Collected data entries
·····

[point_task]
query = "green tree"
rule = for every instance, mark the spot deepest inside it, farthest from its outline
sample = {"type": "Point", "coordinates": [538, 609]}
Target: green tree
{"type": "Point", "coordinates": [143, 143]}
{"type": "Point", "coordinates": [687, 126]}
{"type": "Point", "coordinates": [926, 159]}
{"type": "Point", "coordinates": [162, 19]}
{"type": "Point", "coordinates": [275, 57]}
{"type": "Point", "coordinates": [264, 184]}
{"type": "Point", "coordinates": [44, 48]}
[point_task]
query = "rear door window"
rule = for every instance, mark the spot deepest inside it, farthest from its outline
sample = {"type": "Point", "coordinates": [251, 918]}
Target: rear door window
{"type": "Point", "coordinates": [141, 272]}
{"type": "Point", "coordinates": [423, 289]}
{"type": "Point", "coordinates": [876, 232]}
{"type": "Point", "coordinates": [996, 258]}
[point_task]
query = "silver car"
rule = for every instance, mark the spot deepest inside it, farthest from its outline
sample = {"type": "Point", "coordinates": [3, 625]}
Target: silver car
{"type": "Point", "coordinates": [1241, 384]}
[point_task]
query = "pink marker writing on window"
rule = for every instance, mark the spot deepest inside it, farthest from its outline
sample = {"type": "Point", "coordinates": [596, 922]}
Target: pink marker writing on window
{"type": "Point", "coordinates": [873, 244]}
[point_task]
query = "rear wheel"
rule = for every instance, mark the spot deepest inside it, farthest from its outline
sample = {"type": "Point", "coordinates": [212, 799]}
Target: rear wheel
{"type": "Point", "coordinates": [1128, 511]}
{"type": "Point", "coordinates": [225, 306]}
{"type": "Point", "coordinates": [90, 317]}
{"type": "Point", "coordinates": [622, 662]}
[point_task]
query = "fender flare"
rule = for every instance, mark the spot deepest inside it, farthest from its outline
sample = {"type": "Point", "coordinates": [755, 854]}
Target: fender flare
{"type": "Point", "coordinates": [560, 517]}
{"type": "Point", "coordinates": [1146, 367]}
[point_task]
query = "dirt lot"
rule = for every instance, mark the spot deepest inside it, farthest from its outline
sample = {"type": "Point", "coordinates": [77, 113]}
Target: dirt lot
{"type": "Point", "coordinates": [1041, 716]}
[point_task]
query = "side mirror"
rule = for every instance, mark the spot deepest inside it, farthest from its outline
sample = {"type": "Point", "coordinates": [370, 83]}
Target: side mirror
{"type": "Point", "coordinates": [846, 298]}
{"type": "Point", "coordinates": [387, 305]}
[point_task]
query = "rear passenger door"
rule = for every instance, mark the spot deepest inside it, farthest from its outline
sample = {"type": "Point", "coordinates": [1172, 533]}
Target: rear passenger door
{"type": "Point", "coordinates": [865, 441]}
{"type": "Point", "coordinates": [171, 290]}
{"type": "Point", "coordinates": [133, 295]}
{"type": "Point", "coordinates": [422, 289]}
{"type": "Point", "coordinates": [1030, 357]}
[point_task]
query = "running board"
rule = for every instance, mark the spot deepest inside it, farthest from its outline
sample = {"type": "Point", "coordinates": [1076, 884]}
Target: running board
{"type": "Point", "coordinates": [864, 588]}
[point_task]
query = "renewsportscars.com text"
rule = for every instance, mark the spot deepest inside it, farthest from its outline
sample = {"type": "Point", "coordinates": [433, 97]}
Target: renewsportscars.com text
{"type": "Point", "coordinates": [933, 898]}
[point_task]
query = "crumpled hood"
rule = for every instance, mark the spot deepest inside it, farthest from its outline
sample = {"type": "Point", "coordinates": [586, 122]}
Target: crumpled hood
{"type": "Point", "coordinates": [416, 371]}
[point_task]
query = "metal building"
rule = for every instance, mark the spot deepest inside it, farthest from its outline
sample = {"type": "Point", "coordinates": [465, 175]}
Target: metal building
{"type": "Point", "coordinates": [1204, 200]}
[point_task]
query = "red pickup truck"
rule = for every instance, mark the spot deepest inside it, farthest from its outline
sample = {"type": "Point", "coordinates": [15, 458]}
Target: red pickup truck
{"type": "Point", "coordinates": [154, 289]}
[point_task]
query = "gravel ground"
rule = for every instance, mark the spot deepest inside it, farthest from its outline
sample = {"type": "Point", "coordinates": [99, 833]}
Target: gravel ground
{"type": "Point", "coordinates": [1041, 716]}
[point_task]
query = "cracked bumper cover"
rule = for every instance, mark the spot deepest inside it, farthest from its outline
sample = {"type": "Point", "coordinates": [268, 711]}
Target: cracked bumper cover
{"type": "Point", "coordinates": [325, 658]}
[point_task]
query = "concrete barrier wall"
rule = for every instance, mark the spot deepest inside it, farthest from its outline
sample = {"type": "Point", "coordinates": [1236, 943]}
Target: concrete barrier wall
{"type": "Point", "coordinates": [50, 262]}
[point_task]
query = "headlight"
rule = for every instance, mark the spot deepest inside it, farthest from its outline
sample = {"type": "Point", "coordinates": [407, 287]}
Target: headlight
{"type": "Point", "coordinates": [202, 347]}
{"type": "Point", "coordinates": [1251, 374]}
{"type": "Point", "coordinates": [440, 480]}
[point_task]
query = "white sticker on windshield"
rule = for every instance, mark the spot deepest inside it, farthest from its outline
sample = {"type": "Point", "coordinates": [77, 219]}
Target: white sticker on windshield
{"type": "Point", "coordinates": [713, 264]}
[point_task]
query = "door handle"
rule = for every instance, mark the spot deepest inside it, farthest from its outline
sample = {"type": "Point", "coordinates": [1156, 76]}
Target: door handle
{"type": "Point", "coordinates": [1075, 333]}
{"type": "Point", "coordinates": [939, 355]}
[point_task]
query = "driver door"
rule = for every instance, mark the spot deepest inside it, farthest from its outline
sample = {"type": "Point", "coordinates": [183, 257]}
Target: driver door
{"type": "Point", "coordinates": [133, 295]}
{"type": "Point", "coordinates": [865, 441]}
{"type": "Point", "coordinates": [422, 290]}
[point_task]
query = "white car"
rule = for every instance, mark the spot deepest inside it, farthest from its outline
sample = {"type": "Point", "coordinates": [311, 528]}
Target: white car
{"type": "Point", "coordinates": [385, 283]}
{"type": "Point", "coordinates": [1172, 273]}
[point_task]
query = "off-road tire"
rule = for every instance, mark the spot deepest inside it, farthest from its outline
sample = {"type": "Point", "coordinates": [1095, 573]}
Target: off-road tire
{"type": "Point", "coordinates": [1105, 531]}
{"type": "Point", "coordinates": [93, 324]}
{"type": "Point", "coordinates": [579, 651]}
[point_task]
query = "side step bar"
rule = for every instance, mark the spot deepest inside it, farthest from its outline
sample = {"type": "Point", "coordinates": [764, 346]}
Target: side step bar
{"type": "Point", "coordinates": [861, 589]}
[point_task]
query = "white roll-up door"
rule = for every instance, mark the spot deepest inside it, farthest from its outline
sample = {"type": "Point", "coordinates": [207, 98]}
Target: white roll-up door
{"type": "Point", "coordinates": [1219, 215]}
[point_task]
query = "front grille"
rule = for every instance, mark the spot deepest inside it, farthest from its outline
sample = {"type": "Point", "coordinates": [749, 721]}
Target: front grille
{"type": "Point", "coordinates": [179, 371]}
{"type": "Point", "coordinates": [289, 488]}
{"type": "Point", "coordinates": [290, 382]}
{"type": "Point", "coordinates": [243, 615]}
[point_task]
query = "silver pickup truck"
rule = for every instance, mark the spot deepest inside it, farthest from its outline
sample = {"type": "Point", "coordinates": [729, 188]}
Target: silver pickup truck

·····

WHAT YOU HAVE TO DO –
Nothing in the listing may be changed; retype it all exactly.

RESULT OF THIS TASK –
[point_task]
query = "green tree"
rule = for every instance, mark the spot deepest inside it, farthest from its outline
sample = {"type": "Point", "coordinates": [538, 609]}
Target: green tree
{"type": "Point", "coordinates": [143, 143]}
{"type": "Point", "coordinates": [687, 126]}
{"type": "Point", "coordinates": [926, 159]}
{"type": "Point", "coordinates": [162, 19]}
{"type": "Point", "coordinates": [275, 57]}
{"type": "Point", "coordinates": [264, 184]}
{"type": "Point", "coordinates": [44, 48]}
[point_task]
query = "rear door window"
rule = for every instance, mark the spot deepest inside it, farthest from its outline
sample = {"type": "Point", "coordinates": [251, 918]}
Target: rear door window
{"type": "Point", "coordinates": [141, 272]}
{"type": "Point", "coordinates": [423, 289]}
{"type": "Point", "coordinates": [876, 232]}
{"type": "Point", "coordinates": [996, 258]}
[point_task]
query = "silver car"
rule = for every instance, mark the spot deepest inside it, farthest from its outline
sample = {"type": "Point", "coordinates": [3, 625]}
Target: silver car
{"type": "Point", "coordinates": [1241, 384]}
[point_task]
query = "pink marker writing on window"
rule = for every instance, mark the spot deepest inside it, farthest from its outline
sample = {"type": "Point", "coordinates": [596, 922]}
Target: pink marker writing on window
{"type": "Point", "coordinates": [873, 244]}
[point_task]
query = "rear wheel"
rule = for every instance, mark the spot deepest inside it, farthest from its outline
sample = {"type": "Point", "coordinates": [212, 799]}
Target: rear wheel
{"type": "Point", "coordinates": [1128, 511]}
{"type": "Point", "coordinates": [225, 306]}
{"type": "Point", "coordinates": [90, 317]}
{"type": "Point", "coordinates": [622, 662]}
[point_task]
query = "fender flare"
rule = for every instance, mark the spot deepest inside it, farthest from its outline
sample = {"type": "Point", "coordinates": [755, 854]}
Target: fender flare
{"type": "Point", "coordinates": [560, 517]}
{"type": "Point", "coordinates": [1146, 367]}
[point_task]
query = "dirt lot"
rule = for every instance, mark the spot deepest inside it, farthest from its outline
sample = {"type": "Point", "coordinates": [77, 113]}
Target: dirt lot
{"type": "Point", "coordinates": [1041, 716]}
[point_task]
query = "side mirror"
rule = for every instance, mark the spot deepest inside it, farthest from its outline
sample = {"type": "Point", "coordinates": [370, 83]}
Target: side mirror
{"type": "Point", "coordinates": [846, 298]}
{"type": "Point", "coordinates": [387, 305]}
[point_task]
query = "rear passenger door"
rule = for every instance, mark the spot deepest inside it, farthest from its outline
sample = {"type": "Point", "coordinates": [1172, 533]}
Target: rear passenger door
{"type": "Point", "coordinates": [865, 441]}
{"type": "Point", "coordinates": [171, 290]}
{"type": "Point", "coordinates": [133, 295]}
{"type": "Point", "coordinates": [422, 289]}
{"type": "Point", "coordinates": [1030, 357]}
[point_task]
query = "running board"
rule = for every instance, mark the spot deepest inside it, farthest from its outline
sample = {"type": "Point", "coordinates": [1076, 884]}
Target: running board
{"type": "Point", "coordinates": [864, 588]}
[point_task]
query = "renewsportscars.com text"
rule = for every instance, mark the spot deepest inside it, farthest from its outline
sample = {"type": "Point", "coordinates": [433, 97]}
Target: renewsportscars.com text
{"type": "Point", "coordinates": [933, 898]}
[point_task]
query = "crumpled hood"
rule = for every instance, mark the spot deepest inside it, farthest from its outline
sample = {"type": "Point", "coordinates": [586, 122]}
Target: crumpled hood
{"type": "Point", "coordinates": [416, 371]}
[point_task]
query = "metal building"
rule = for every instance, mark the spot deepest inside it, farthest from its outline
sample = {"type": "Point", "coordinates": [465, 175]}
Target: metal building
{"type": "Point", "coordinates": [1204, 200]}
[point_task]
query = "red pickup truck"
rule = for every instance, mark the spot deepest inside it, farthest from its outline
sample = {"type": "Point", "coordinates": [15, 458]}
Target: red pickup truck
{"type": "Point", "coordinates": [154, 289]}
[point_task]
query = "gravel ground"
rule = for every instance, mark the spot deepest inside it, farthest from its outline
sample = {"type": "Point", "coordinates": [99, 833]}
Target: gravel ground
{"type": "Point", "coordinates": [1041, 716]}
[point_task]
query = "cracked bumper cover"
rule = for every instance, mark the spot deepest inside it, farthest from its outline
sample = {"type": "Point", "coordinates": [268, 711]}
Target: cracked bumper cover
{"type": "Point", "coordinates": [325, 658]}
[point_task]
query = "concrete barrier wall"
rule = for every instance, mark the spot deepest inside it, farthest from its outline
sample = {"type": "Point", "coordinates": [1236, 943]}
Target: concrete barrier wall
{"type": "Point", "coordinates": [50, 262]}
[point_task]
query = "headlight"
rule = for every instance, mark the spot deepest inside it, farthest from its outline
sample = {"type": "Point", "coordinates": [407, 287]}
Target: headlight
{"type": "Point", "coordinates": [202, 347]}
{"type": "Point", "coordinates": [1251, 374]}
{"type": "Point", "coordinates": [440, 480]}
[point_task]
query = "white sticker on windshield"
rule = for every instance, mark the spot deepest inside it, farthest from its outline
sample = {"type": "Point", "coordinates": [77, 219]}
Target: white sticker on windshield
{"type": "Point", "coordinates": [713, 264]}
[point_task]
query = "door handle"
rule = for every instance, mark the spot deepest inside it, farthest from its outline
sample = {"type": "Point", "coordinates": [1156, 76]}
Target: door handle
{"type": "Point", "coordinates": [1075, 333]}
{"type": "Point", "coordinates": [939, 355]}
[point_task]
query = "driver door"
rule = for every instance, mark the spot deepest inside it, farthest from its outline
sample = {"type": "Point", "coordinates": [183, 257]}
Target: driver door
{"type": "Point", "coordinates": [133, 295]}
{"type": "Point", "coordinates": [865, 441]}
{"type": "Point", "coordinates": [422, 290]}
[point_task]
query = "white car"
rule = for every instance, mark the spot deepest inside it, farthest from its outline
sample = {"type": "Point", "coordinates": [311, 528]}
Target: white car
{"type": "Point", "coordinates": [385, 283]}
{"type": "Point", "coordinates": [1172, 273]}
[point_task]
query = "off-road tire"
rule = for every instance, mark the spot deepest inside it, farthest from its outline
sample = {"type": "Point", "coordinates": [1095, 573]}
Target: off-road tire
{"type": "Point", "coordinates": [1105, 531]}
{"type": "Point", "coordinates": [93, 324]}
{"type": "Point", "coordinates": [579, 651]}
[point_task]
query = "side step bar"
rule = for every instance, mark the spot deepest inside it, farthest from its outline
sample = {"type": "Point", "coordinates": [764, 346]}
Target: side step bar
{"type": "Point", "coordinates": [861, 589]}
[point_task]
query = "white roll-up door"
rule = for every instance, mark the spot deepest inside it, farthest from its outline
sample = {"type": "Point", "coordinates": [207, 98]}
Target: white roll-up door
{"type": "Point", "coordinates": [1219, 215]}
[point_task]
query = "front grille"
rule = for every instance, mark the spot deepest inside it, farthest from its outline
sample = {"type": "Point", "coordinates": [749, 721]}
Target: front grille
{"type": "Point", "coordinates": [179, 371]}
{"type": "Point", "coordinates": [289, 488]}
{"type": "Point", "coordinates": [290, 382]}
{"type": "Point", "coordinates": [243, 615]}
[point_task]
query = "silver pickup truck"
rule = for every instance, mark the spot deepest inside it, farthest from its outline
sample = {"type": "Point", "coordinates": [729, 188]}
Target: silver pickup truck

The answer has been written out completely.